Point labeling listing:
>> Start
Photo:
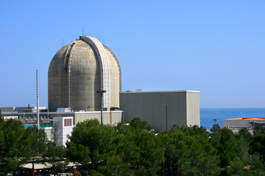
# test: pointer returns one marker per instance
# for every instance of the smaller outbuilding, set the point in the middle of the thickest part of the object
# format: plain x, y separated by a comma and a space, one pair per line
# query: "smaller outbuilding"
162, 109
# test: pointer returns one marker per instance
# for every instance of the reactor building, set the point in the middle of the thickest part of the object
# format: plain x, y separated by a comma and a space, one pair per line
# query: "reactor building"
80, 69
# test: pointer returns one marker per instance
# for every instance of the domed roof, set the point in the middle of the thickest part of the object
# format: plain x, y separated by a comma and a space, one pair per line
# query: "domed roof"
78, 70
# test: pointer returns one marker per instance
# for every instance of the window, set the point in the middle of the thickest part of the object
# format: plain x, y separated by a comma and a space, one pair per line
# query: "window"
67, 122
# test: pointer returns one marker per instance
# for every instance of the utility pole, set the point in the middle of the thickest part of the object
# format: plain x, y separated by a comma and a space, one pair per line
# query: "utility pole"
37, 91
101, 91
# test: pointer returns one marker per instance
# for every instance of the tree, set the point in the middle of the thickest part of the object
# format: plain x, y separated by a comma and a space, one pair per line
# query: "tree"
259, 129
38, 142
243, 132
80, 154
116, 167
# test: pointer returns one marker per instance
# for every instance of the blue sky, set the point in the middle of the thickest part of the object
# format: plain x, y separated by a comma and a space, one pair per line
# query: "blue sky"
215, 47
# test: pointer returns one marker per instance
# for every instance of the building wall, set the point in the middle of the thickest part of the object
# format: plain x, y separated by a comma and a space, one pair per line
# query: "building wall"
230, 123
162, 109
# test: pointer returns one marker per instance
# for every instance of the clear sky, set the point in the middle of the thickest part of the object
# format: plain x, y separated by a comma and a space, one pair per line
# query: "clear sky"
215, 47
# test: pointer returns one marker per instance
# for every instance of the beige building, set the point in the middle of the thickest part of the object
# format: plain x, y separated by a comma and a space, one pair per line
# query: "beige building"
162, 109
243, 122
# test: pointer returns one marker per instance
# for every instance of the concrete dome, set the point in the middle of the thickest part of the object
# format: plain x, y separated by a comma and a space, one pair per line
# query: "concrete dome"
78, 70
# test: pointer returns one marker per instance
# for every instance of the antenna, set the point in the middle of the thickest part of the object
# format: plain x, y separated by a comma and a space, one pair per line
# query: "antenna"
37, 91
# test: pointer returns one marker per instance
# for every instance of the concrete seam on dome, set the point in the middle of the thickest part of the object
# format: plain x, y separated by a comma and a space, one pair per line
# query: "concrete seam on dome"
118, 65
104, 67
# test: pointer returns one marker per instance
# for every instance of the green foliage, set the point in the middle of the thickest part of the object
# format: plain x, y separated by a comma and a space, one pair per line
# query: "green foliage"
259, 129
14, 145
95, 140
55, 157
116, 167
243, 132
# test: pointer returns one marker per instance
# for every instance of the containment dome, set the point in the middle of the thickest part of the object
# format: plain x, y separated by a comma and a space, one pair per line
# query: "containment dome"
78, 70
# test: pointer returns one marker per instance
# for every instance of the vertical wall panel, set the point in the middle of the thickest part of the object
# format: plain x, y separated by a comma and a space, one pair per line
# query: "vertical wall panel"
139, 105
165, 115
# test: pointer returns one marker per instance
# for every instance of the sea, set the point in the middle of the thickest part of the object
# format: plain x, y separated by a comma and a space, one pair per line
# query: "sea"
209, 114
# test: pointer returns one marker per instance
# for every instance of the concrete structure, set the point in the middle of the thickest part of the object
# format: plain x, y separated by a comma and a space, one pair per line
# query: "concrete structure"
162, 109
21, 109
62, 126
78, 70
247, 122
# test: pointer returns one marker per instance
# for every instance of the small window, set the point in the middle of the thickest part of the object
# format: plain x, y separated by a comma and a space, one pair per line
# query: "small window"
67, 122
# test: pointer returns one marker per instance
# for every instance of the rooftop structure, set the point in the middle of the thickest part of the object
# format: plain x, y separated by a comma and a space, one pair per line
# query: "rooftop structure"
247, 122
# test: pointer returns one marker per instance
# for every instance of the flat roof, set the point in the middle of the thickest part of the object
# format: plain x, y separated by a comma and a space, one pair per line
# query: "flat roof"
164, 91
248, 118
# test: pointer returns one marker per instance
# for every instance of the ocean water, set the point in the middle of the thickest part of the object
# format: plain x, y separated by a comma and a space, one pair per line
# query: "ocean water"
208, 114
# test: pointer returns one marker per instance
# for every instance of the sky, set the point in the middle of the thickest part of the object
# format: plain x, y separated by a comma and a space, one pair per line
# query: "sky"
215, 47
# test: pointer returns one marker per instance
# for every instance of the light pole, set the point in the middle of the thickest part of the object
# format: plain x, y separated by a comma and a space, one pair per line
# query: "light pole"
101, 91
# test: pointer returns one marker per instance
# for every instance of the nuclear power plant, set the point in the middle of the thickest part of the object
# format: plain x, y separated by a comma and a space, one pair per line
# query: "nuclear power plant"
80, 69
83, 71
>> End
## [SHORT TASK]
Please locate every line in the listing above that contains the string "smaller", and copy each of those lines. Matching is case-sensitive.

## [SOLVED EXERCISE]
# for every instance of the smaller outbuilding, set the point in the middle of the thickest part of the object
# query: "smaller outbuilding"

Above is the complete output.